# Cel zadania 1:
Przedstaw w formie krótkiej listy akapit artykułu o rakiecie N1 zaczynający się od słów „N1 była największą rakietą”, zachowując jego najważniejsze fakty.

# Fragment strony:

+---+

Projekt rakiety N1. Bałagan i ryzyko - tak ZSRR zdobywało kosmos

futurebeat.pl

Arkadiusz Strzała

Projekt rakiety N1

Tych wszystkich kosmicznych dokonań nie byłoby bez odpowiedniego sprzętu. Rosjanie by wynosić ładunki i statki kosmiczne opracowali wiele rakiet. Wśród nich najpopularniejsza była rodzina R-7 (Sojuz). To właśnie różne wersje tej konstrukcji, wywodzącej się z technologii pocisku balistycznego ICBM, używane były m.in. w programach Sputnik, Wostok, Woschod i Łuna. Choć zdarzały się nieudane starty, ogólnie uznawana jest za niezawodną rakietę, po dzień dzisiejszy używaną do wynoszenia statków Sojuz.

Jednak jak nietrudno się domyślić, wielki pośpiech wyścigu kosmicznego, specyficzne warunki ustroju socjalistycznego i konflikty między konstruktorami doprowadzały także do powstania totalnie nietrafionych przedsięwzięć. I właśnie taka była rakieta N1, która miała zapewnić Rosjanom pierwszeństwo na Księżycu, a okazała się jedynie katastrofą. A w zasadzie czterema katastrofami, bo w ten sposób skończyły się jej wszystkie loty.

N1 była największą rakietą zbudowaną przez Rosjan. Posiadała 3 człony, mierzyła 105 metrów, ważyła 2735 ton i mogła wynieść na niską orbitę okołoziemską 95 ton, a w okolice rejonu TLI (Trans-Lunar Injection, okolice księżyca) – 23,5 tony. Cechowała ją nietypowa konstrukcja, odmienna od amerykańskiej Saturn V. Zamiast kilku dużych silników, w pierwszym członie zastosowano aż 30 mniejszych konstrukcji NK-15.

Makieta rakiety N1 na platformie startowej. Źródło: National Reconnaissance Office - Sputnik, Łajka, Gagarin - wszystkie kosmiczne osiągnięcia ZSRR - dokument - 2021-12-16
Makieta rakiety N1 na platformie startowej. Źródło: National Reconnaissance Office

Niestety, ten nietypowy projekt był zarazem jej słabością. Silniki Kuzniecowa, choć uznawane za niezawodne, umieszczone w ten sposób i w takiej ilości generowały wibracje, które zrywały przewody paliwowe oraz niszczyły pompy. Ze względu na pośpiech i specyficzną radziecką doktrynę dopracowywania konstrukcji podczas doświadczalnych lotów (zamiast w hangarze testowym), nigdy nie sprawdzono samego zespołu napędowego, co być może pozwoliłoby uniknąć tych problemów.

+---+

[Rekordy wskazań]
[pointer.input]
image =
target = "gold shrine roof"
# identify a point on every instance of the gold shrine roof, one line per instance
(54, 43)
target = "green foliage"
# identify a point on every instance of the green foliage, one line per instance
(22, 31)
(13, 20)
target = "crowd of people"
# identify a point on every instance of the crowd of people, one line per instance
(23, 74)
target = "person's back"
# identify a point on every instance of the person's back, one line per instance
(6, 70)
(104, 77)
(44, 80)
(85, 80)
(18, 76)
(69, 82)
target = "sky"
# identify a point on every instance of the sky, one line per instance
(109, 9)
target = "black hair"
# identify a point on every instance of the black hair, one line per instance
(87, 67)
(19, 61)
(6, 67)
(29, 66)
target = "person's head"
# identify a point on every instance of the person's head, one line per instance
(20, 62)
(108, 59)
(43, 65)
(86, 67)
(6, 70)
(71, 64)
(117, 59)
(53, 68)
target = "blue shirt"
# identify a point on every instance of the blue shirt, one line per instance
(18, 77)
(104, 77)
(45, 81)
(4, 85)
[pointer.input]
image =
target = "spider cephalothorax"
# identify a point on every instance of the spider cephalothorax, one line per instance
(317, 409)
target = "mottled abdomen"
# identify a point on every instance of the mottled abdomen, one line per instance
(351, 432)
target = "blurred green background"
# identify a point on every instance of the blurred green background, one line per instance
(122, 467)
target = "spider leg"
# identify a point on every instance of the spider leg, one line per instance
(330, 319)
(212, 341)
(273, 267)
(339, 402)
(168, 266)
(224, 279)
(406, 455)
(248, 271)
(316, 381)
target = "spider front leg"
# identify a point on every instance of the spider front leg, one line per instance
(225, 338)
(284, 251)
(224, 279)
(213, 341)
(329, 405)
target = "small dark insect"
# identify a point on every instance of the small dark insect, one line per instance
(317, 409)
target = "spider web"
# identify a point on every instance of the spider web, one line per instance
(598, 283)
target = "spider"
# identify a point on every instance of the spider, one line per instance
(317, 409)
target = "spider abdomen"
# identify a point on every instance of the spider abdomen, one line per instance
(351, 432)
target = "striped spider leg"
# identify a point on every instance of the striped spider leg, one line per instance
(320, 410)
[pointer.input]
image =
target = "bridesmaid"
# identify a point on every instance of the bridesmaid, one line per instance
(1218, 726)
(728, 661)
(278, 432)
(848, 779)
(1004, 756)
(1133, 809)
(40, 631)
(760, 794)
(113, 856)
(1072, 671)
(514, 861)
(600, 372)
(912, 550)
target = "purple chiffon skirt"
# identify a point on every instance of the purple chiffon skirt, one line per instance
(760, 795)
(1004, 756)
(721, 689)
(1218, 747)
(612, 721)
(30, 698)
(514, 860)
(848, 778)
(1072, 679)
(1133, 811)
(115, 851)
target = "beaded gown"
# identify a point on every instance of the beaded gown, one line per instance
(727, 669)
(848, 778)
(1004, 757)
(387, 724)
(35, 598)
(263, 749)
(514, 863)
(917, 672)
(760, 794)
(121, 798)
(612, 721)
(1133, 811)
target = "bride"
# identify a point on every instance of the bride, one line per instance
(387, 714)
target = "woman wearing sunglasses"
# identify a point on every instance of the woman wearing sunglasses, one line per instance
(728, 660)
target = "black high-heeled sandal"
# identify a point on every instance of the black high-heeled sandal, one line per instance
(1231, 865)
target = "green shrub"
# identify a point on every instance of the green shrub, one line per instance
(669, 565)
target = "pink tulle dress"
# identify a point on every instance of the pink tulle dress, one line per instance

+---+

# Cel zadania 2:
Wypisz z powyższych wierszy wszystkie linie, które zawierają słowo "foliage".

# Poprawny wynik 1:
- N1 to największa rakieta zbudowana przez Rosjan.
- Miała 3 człony, 105 metrów wysokości i 2735 ton masy.
- Mogła wynieść 95 ton na niską orbitę okołoziemską i 23,5 tony w rejon TLI.
- Jej konstrukcja była nietypowa i różniła się od amerykańskiej Saturn V: w pierwszym członie zamiast kilku dużych silników pracowało 30 mniejszych silników NK-15.

# Poprawny wynik 2:
target = "green foliage"
# identify a point on every instance of the green foliage, one line per instance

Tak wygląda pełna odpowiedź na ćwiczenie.